Eczema, also known as dermatitis, refers to a group of skin conditions that cause inflammation of the skin. Eczema is not caused by an infection. The condition may be temporary or chronic, mild or, in rare instances, very serious.
Serious cases usually occur when:
- it is severe enough to cause complications, such as skin infections
- an affected person also contracts the herpes simplex virus
- an affected person has a violent allergic reaction caused by contact dermatitis
Atopic dermatitis is the prevalent form of chronic eczema. It is a genetically inherited condition that tends to run in families who also suffer from hay fever and asthma. Atopic dermatitis will affect about 17% of Canadians at some point in their lives.
Contact dermatitis is a skin reaction caused by exposure to an allergen or irritant.
Dyshidrotic eczema occurs on the palms of the hands, sides of the fingers, and the soles of the feet, and it is associated with itching and blisters.
Nummular dermatitis is a type of eczema that normally affects older adults. Round patches of scaly, inflamed skin may appear anywhere on the body, most commonly on the legs. Winter is the peak period for this condition. It tends to strike dry skin.
Stasis dermatitis (or gravitational eczema) affects the lower legs of older adults. It is basically a poor circulation problem, usually due to blood not being able to get out of the legs well.

Actions to take:
1. In the eczema text, transcribe the passage from "Eczema, also known" to "instances, very serious.".
2. According to the eczema text, what share of Canadians will atopic dermatitis affect at some point in their lives?

Data:

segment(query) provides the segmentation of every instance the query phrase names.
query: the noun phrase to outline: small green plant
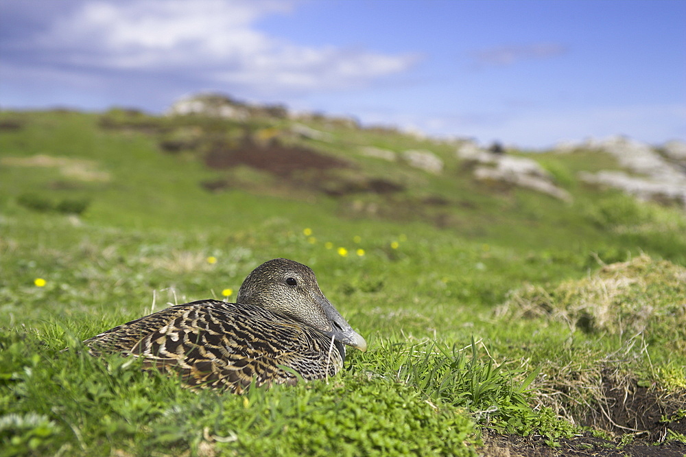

Task-by-task solutions:
1.
Eczema, also known as dermatitis, refers to a group of skin conditions that cause inflammation of the skin. Eczema is not caused by an infection. The condition may be temporary or chronic, mild or, in rare instances, very serious.

2. About 17%.